* [Extrait]:
----
Dès aujourd’hui, constatons que le problème du libre arbitre vient se concentrer peu à peu dans la considération du temps. Les uns cherchent au libre arbitre un refuge dans le temps même ; les autres, comme Kant, placent au contraire la liberté hors du temps, et cette suprême ressource est un sujet que nous nous proposons d’examiner un jour. Pour ne parler aujourd’hui que de l’asile du temps, nous le croyons peu sûr au point de vue mécanique, malgré les ingénieuses considérations de M. Tannery. Il nous semble que, dans les questions mécaniques et concrètes, le temps est ce qu’il y a de plus dépendant ; on le traite comme une pure conséquence qui est donnée et fixe quand les principes sont donnés : le temps d’une éclipse, par exemple, n’offre aucun élément de variation. On considère le temps en son abstraction comme sans efficace par lui-même, comme une pure forme, dirait Kant, et cette forme est par excellence celle du déterminisme. Il n’en est pas de même de la distance, parce que, l’espace étant plein, la distance répond à un nombre plus ou moins grand de forces, à une quantité plus ou moins grande de matière : si l’espace est plein, le temps, en un certain sens, est vide, la quantité de matière et de force n’y croissant point. Supposez un glacier absolument immobile : un kilomètre carré de glace contiendra plus de matière et plus de force qu’un mètre carré ; mais une année, pour ce glacier immobile par hypothèse, ne contiendra rien de plus qu’un jour : des données identiques en des temps différents sont toujours des données identiques, et la différence du temps est indifférente. Chercher le libre arbitre dans le temps, au point de vue mécanique (et cela, en voulant garder le principe de la permanence des forces), c’est donc précisément chercher le libre arbitre dans le domaine de la plus grande détermination et de la plus grande passivité.
----
* [Consigne]: Relevez toutes les unités de mesure de surface ou de durée mentionnées dans l'extrait sur le libre arbitre.

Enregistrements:
----
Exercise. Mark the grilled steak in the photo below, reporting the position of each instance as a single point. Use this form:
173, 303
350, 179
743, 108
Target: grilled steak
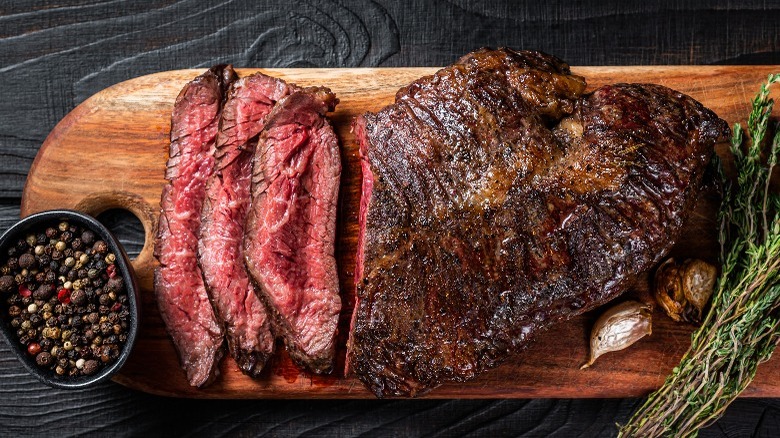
498, 200
291, 228
181, 296
224, 212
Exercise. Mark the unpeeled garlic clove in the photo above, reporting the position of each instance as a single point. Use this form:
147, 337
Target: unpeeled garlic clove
619, 327
698, 281
683, 289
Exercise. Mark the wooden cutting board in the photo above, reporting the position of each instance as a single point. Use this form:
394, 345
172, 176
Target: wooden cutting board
110, 152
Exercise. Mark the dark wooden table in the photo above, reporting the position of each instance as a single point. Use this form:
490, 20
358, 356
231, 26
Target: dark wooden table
55, 54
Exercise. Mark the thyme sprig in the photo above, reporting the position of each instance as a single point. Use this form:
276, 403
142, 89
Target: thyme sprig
742, 327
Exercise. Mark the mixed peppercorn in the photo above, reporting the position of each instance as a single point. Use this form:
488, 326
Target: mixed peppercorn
65, 299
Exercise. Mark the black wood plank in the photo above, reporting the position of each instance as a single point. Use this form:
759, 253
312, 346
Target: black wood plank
55, 54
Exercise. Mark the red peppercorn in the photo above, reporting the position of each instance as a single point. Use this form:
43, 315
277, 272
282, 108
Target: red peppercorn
33, 348
64, 296
23, 291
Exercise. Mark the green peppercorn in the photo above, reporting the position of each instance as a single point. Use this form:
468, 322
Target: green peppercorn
78, 297
88, 237
51, 332
90, 367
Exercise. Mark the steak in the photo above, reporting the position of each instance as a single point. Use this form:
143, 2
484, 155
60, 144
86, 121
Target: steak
498, 199
224, 212
181, 296
291, 227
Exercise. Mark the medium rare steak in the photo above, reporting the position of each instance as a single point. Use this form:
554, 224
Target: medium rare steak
291, 228
498, 200
181, 296
224, 212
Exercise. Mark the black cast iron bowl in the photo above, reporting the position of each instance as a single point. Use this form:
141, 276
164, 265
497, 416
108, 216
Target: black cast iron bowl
38, 222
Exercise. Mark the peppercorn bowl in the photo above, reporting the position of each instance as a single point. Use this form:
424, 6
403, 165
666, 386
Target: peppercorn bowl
69, 305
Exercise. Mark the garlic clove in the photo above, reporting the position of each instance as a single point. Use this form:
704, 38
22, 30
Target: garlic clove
619, 327
698, 282
669, 290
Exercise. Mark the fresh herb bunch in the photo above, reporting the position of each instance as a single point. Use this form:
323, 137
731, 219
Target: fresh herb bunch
742, 327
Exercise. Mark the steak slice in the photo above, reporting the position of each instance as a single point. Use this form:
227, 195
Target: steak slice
480, 225
227, 201
181, 296
291, 227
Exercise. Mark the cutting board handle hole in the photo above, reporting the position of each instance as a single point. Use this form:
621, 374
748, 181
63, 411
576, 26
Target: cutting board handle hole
127, 228
128, 216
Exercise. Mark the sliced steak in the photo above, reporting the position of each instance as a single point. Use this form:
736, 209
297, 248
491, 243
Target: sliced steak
181, 295
224, 212
291, 228
480, 225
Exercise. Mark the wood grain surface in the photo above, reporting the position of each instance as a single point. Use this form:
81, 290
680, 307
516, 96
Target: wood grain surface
124, 130
55, 54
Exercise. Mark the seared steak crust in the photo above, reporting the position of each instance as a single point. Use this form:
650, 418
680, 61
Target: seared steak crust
221, 258
181, 296
291, 227
481, 224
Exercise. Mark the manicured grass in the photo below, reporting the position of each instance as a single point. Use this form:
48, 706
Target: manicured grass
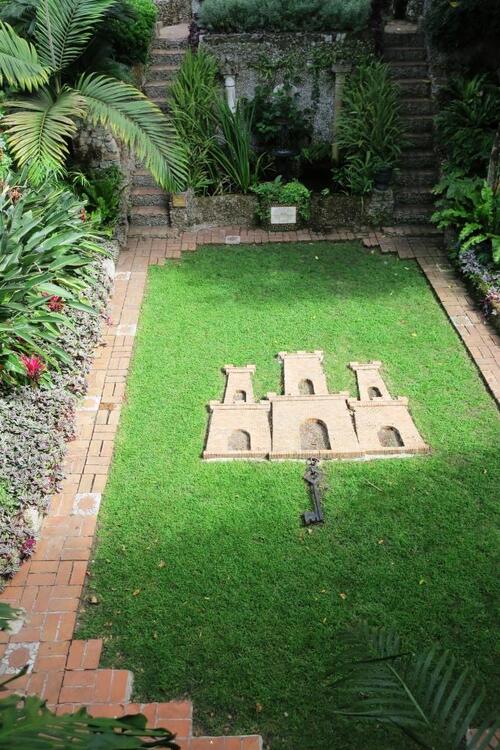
207, 584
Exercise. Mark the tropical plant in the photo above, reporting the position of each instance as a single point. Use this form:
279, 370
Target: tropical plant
40, 126
46, 249
279, 193
370, 132
472, 207
285, 15
467, 122
218, 141
423, 695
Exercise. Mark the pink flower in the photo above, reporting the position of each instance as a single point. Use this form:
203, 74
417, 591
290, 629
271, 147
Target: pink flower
34, 367
55, 304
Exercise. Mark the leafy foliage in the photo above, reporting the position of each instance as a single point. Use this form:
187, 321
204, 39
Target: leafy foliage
39, 128
218, 141
471, 206
370, 132
131, 40
45, 251
467, 122
285, 15
423, 695
283, 194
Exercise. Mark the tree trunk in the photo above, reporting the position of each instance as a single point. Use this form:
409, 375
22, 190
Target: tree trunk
494, 165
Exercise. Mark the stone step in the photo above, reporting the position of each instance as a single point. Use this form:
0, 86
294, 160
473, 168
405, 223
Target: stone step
173, 44
406, 54
414, 87
412, 214
149, 216
167, 56
418, 124
418, 196
413, 178
412, 106
417, 159
148, 195
419, 141
404, 69
403, 39
157, 89
161, 72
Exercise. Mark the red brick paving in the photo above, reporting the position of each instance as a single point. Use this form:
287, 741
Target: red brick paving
49, 586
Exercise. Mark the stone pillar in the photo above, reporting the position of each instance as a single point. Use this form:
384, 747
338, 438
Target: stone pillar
340, 71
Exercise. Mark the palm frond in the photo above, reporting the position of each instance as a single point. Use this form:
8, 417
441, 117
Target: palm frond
423, 694
38, 135
139, 123
19, 63
64, 28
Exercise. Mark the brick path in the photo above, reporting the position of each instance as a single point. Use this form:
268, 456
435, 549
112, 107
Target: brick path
----
* [Corrigé]:
- kilomètre carré
- mètre carré
- année
- jour